*AUFGABENSTELLUNG*.
[A] Prüfe bitte, ob die Aussagen (i) bis (iii) mit dem Text über die Gleichstellungsforderungen in Bremen übereinstimmen, und antworte jeweils mit Ja oder Nein samt den entscheidenden Worten aus dem Text als wörtlichem Zitat. (i) Bremerinnen verdienen im Durchschnitt 24 Prozent weniger als ihre männlichen Kollegen. (ii) Die Landesfrauenbeauftragte stellte ihre Forderungen erst nach der Wahl vor. (iii) Hauffe bezeichnet die Kinderarmut als unmittelbare Folge von Frauenarmut.
[B] Schreib den Text über die Gleichstellungsforderungen in Bremen im Anschluss an seinen letzten Satz weiter.

*VORLIEGENDER TEXT*.
+++++
Nicht bei der Gleichstellung sparen

GLEICHSTELLUNG Frauen werden schlechter bezahlt, sind häufiger arm, aber ihre Probleme stehen nicht mehr im politischen Fokus: Vor der Wahl präsentiert die Landesfrauenbeauftragte ihre Forderungen

Bremerinnen verdienen im Durchschnitt 24 Prozent weniger als ihre männlichen Kollegen – auch deutlich weniger als Frauen in anderen städtischen Ballungsgebieten

Die Landesfrauenbeauftragte Ulrike Hauffe hat den künftigen Bremer Senat davor gewarnt, in Folge der Vereinbarungen in der Föderalismuskommission bei der Gleichstellungspolitik zu sparen. „Wir alle wissen, dass die Einhaltung der Schuldenbremse dem künftigen Senat wenig Spielräume lässt“, sagt Hauffe. Umso wichtiger sei es, die verbleibenden Mittel so einzusetzen, dass „sie die Gleichberechtigung von Frauen nicht bremsen, sondern weiter voranbringen“.

Vergangene Woche stellte Hauffe deshalb einen „frauenpolitische Prüfsteine“ genannten Forderungskatalog zur Landtagswahl vor. Darin verlangt Hauffe unter anderem eine Sozialpolitik, die stärker auf die Lage sozial benachteiligter Frauen achte. „Frauen sind besonderen Armutsrisiken ausgesetzt.“ Das habe zuletzt der Armuts- und Reichtumsbericht für das Land Bremen gezeigt. Die hier besonders stark verbreitete Kinderarmut sei „unmittelbare Folge von Frauenarmut“, so Hauffe. Hier müsse die künftige Regierung Schwerpunkte setzen.
+++++
*AUSGEWÄHLTE ZEILEN*.
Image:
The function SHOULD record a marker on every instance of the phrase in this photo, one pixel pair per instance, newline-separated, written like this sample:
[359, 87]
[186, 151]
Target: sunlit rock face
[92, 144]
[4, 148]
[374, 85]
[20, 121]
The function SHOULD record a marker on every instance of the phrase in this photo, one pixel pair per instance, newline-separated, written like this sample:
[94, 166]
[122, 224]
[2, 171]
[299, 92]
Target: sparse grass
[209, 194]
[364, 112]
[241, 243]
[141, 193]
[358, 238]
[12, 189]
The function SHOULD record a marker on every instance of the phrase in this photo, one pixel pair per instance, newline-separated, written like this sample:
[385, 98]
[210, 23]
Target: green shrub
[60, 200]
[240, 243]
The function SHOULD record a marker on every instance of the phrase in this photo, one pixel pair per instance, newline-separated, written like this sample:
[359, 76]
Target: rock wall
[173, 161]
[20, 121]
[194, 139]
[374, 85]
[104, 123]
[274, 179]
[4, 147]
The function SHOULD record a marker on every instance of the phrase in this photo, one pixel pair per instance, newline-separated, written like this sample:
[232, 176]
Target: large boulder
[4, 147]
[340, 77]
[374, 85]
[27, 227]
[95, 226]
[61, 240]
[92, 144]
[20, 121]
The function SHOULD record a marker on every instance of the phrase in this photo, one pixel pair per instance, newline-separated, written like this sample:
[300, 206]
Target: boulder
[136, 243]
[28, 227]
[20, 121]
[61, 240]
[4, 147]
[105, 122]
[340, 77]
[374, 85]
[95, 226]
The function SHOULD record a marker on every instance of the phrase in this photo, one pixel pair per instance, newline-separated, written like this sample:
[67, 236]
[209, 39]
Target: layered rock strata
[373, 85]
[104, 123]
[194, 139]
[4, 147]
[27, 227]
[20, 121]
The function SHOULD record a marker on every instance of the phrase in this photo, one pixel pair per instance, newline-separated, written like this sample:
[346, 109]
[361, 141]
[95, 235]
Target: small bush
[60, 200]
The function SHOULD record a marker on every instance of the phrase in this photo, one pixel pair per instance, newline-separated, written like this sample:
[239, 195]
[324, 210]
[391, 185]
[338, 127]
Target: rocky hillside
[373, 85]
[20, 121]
+++++
*LÖSUNGEN*.
[A]
(i) Ja: „Bremerinnen verdienen im Durchschnitt 24 Prozent weniger als ihre männlichen Kollegen“
(ii) Nein: „Vor der Wahl präsentiert die Landesfrauenbeauftragte ihre Forderungen“
(iii) Ja: „unmittelbare Folge von Frauenarmut“

[B]
Dem vom Sozialressort vorgelegten Bericht zufolge sind Frauen „überproportional von Armut und sozialer Ausgrenzung betroffen“. Noch immer dominiere „das traditionelle Konzept der männerzentrierten Versorgerehe“, heißt es in dem Bericht. „In Zeiten von unsicheren Beziehungsverhältnissen wird der Ausfall des ‚Versorgers‘ für Frauen häufig zur ‚Armutsfalle‘“, so das Sozialressort. Viele langzeitarbeitslose Frauen würden aufgrund des Erwerbseinkommens ihres Partners kein Arbeitslosengeld II erhalten und seien deshalb von ihrem Partner abhängig.

Auch für erwerbstätige Frauen ist die Lage oft problematisch: Jede dritte Frau in Bremen arbeitet in Teilzeit, Frauen stellen hier über 80 Prozent der Teilzeitbeschäftigten – jedoch nur ein Drittel der Vollzeitbeschäftigten. Im Durchschnitt verdienen sie dem Ressort zufolge 24 Prozent weniger als ihre männlichen Kollegen „und auch deutlich weniger als Frauen in anderen städtischen Ballungsgebieten“.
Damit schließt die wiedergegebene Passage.